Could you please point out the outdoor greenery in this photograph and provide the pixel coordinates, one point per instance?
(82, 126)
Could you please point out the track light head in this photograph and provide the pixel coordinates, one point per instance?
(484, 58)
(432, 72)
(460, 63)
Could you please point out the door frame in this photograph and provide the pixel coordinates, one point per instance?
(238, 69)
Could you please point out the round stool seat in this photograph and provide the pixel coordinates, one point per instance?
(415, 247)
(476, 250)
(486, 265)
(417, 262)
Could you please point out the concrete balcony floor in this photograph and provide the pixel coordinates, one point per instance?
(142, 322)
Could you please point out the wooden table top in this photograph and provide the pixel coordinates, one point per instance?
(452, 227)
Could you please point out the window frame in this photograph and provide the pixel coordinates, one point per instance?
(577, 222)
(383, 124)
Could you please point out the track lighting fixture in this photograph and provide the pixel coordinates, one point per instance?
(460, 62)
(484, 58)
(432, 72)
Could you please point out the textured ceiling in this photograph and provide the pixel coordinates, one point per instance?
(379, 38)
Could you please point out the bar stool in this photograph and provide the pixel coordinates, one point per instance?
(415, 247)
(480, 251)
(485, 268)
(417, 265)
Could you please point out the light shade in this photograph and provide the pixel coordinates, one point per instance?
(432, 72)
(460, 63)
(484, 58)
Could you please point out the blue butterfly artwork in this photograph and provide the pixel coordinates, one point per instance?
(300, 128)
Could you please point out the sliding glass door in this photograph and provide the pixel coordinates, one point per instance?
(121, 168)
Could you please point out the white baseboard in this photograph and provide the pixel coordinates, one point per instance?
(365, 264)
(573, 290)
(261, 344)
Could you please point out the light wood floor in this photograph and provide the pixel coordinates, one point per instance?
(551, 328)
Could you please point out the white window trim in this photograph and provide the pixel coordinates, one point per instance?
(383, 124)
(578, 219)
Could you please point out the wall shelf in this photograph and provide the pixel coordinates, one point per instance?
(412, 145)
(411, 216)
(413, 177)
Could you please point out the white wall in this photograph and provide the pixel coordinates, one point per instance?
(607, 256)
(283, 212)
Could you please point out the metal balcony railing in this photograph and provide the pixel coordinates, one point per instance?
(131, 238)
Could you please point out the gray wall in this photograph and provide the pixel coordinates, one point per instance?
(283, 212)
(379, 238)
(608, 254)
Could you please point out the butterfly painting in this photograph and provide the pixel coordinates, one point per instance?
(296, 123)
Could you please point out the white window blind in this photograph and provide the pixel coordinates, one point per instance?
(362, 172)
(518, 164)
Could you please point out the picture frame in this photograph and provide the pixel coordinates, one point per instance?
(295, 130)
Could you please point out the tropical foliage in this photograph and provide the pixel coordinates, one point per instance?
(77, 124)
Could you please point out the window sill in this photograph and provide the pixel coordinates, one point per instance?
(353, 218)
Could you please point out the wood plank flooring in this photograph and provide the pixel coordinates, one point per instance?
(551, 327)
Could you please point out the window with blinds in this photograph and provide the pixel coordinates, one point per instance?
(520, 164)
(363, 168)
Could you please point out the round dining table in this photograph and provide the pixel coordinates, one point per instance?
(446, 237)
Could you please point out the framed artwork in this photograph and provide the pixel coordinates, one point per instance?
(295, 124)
■ ■ ■
Change "point out" to "mark" everywhere it occurs in the records above, and write out all the lines again with nothing else altered.

» **Exercise response**
Could you please mark the outdoor greenery in this photograph and provide the pixel coordinates, one point per instance?
(82, 126)
Could you please mark the track light head in this photograph and provide the pixel coordinates, one point per instance?
(484, 58)
(432, 72)
(460, 63)
Could you please mark the door frame in this photograph and provide the pixel coordinates, one point per instance?
(238, 69)
Could you please mark the round stool seat in this photograph and provide the pixel coordinates, one point per instance?
(415, 247)
(476, 250)
(486, 265)
(417, 262)
Could you please mark the concrete balcony floor in this photograph and provide the pixel coordinates, one point per instance?
(142, 322)
Could you please mark the wooden table top in this photograph and provide the pixel coordinates, one point per instance?
(452, 227)
Could you please mark the window frame in this photograph and provide the pixel coordinates, one point per instance?
(577, 222)
(383, 124)
Could you please mark the track lighting fixture in this photograph and provide the pixel coordinates, one point per instance?
(460, 62)
(484, 58)
(432, 72)
Could you please mark the textured ceiling in this photograph and provide the pixel coordinates, one point per instance?
(379, 38)
Could you please mark the bar stool in this photograph and provide the pixel coordinates, one point per instance?
(415, 247)
(480, 251)
(485, 268)
(417, 265)
Could you please mark the light shade in this photograph and provide the pixel coordinates, one point per instance?
(432, 72)
(460, 63)
(484, 58)
Could you please mark the blue butterfly artwork in this photograph and provide the pixel coordinates, one point per instance?
(300, 128)
Could you please mark the sliding glass door in this photograph and provide the pixel coordinates, one point per instance?
(121, 168)
Could you please mark the white baseboard in this photograph and provide the pixel coordinates, one point per instance?
(365, 264)
(573, 290)
(261, 344)
Could you please mark the light wood floor in this photograph and provide the pixel coordinates, one point per instance?
(551, 328)
Could you please mark the white window trim in this photograph and provide the pixel coordinates, one point per instance?
(383, 124)
(578, 219)
Could you please mark the wall shelf in this photograph and provide the pixel coordinates, one point per instance?
(412, 145)
(411, 216)
(413, 177)
Could you please mark the white wall in this photograph and provide the pixel coordinates, one point per instance?
(607, 256)
(283, 212)
Could you please mark the metal balcony railing in this photograph and provide the pixel coordinates, one point per instance?
(131, 238)
Could you please mark the gray wall in this photograph and provide the pixel coordinates, one point per instance?
(283, 212)
(379, 238)
(608, 254)
Could you please mark the butterfly painting in this photograph and provide the pixel coordinates, one point per instance?
(296, 123)
Could you please mark the white window blind in this photograph and provide the pixel coordinates, one point per instance?
(362, 172)
(518, 164)
Could you please mark the picture frame in this photograph and provide the pixel coordinates, one point per instance?
(295, 130)
Could you please mark the tropical foliage in this photograph and provide the pixel coordinates, one point per instance?
(77, 124)
Could you please mark the window sill in this photograph and provide the pixel coordinates, one point per instance?
(353, 218)
Could you please mark the wood plank flooring in this photograph and provide the pixel coordinates, one point per instance?
(551, 327)
Could you please mark the window with blinds in this photograph and provide the pixel coordinates, one point per instance?
(520, 164)
(363, 168)
Could you please mark the round dining table in this photograph and provide the pixel coordinates, one point per instance?
(446, 237)
Could you please mark the framed artwork in this photograph and provide the pixel coordinates, one point per instance?
(295, 124)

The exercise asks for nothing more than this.